■ Work instructions
1. Indicate whether each statement agrees with the text about the Sahara, answering yes or no and quoting the deciding words: (a) the writer was driven across the Sahara in 1965; (b) the Harmatan winds arrive during the summer months; (c) Islam reached the region mainly by sea.
2. From the text about the Sahara, quote the part that opens with the words containing "Helen Thomas: The" and closes with "her ever since.".

■ Reading text
--- START ---

Helen Thomas: The Mystery of the Sahara
In 1965, I was driven across the Sahara by a woman whose real name I never learned. I’ve been trying to find her ever since.
I was working in Nigeria at the time and had lived in West Africa long enough by then to accept the idea that driving across the desert was a perfectly natural thing to do. In West Africa, even if you never see the actual Sahara, you are always conscious of its presence to the north. During the winter months, the desert asserts itself through the Harmatan winds kicking up dust storms and causing dry skin, hacking coughs and chills among the populace as well as vivid sunsets. But in any season, just to see a Hausa on the street is to feel the allure of the desert.
I learned about the Sahara through literature and history. The earliest foreigners had come to West Africa across the desert long before ships ever set Europeans on the southern shores, and I had read avidly the journals and accounts of all the early travelers. The Sahara has always acted as a conduit as well as a barrier, accommodating exchange but blocking conquest. Whereas Christianity had arrived dramatically by sea and by gun, Islam filtered silently across the desert by caravan, establishing itself through trade and intermarriage more than force of arms. The weight of the desert has always tugged against the power of the sea, and Nigeria, which fronts both, is to this day divided between ocean-borne and desert-borne influences. Much of the political tension in Nigeria can be traced to attempts to keep these opposing forces in some kind of equilibrium.

--- END ---

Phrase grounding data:
--- START ---

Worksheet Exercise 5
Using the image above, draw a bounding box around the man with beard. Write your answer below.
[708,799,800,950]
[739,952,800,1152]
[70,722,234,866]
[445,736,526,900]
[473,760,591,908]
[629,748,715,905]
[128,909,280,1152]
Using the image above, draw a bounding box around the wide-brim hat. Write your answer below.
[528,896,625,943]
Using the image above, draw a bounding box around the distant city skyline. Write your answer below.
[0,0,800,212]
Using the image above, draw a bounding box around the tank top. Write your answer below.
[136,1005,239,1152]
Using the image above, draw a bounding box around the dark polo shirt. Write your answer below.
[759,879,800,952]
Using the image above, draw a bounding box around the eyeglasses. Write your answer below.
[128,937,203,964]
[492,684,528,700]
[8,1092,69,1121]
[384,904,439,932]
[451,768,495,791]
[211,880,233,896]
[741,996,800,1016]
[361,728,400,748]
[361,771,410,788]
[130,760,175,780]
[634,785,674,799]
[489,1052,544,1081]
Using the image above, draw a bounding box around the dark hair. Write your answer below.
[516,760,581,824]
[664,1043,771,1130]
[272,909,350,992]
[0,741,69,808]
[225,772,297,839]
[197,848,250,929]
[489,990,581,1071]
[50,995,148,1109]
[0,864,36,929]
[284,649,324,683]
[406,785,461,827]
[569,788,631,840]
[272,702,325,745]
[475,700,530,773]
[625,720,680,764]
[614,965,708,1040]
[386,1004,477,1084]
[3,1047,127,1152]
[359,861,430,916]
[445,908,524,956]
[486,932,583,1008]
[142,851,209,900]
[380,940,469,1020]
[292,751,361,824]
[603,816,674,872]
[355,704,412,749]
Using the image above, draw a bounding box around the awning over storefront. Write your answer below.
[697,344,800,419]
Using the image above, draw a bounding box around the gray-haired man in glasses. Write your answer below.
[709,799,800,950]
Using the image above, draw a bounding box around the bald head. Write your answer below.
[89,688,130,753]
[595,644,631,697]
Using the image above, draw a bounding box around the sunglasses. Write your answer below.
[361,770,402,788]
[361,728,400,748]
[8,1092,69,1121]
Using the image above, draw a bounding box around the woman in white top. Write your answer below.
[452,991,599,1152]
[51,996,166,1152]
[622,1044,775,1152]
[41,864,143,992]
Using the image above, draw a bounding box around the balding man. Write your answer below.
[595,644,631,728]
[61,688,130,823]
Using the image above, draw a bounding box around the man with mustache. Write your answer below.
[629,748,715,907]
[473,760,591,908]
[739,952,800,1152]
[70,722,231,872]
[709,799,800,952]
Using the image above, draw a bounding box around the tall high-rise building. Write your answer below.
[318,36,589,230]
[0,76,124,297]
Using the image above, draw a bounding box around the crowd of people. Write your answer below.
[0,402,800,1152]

--- END ---

■ Written answers
1.
(a) Yes: "In 1965, I was driven across the Sahara by a woman whose real name I never learned."
(b) No: "During the winter months, the desert asserts itself through the Harmatan winds"
(c) No: "Islam filtered silently across the desert by caravan"

2.
Helen Thomas: The Mystery of the Sahara
In 1965, I was driven across the Sahara by a woman whose real name I never learned. I’ve been trying to find her ever since.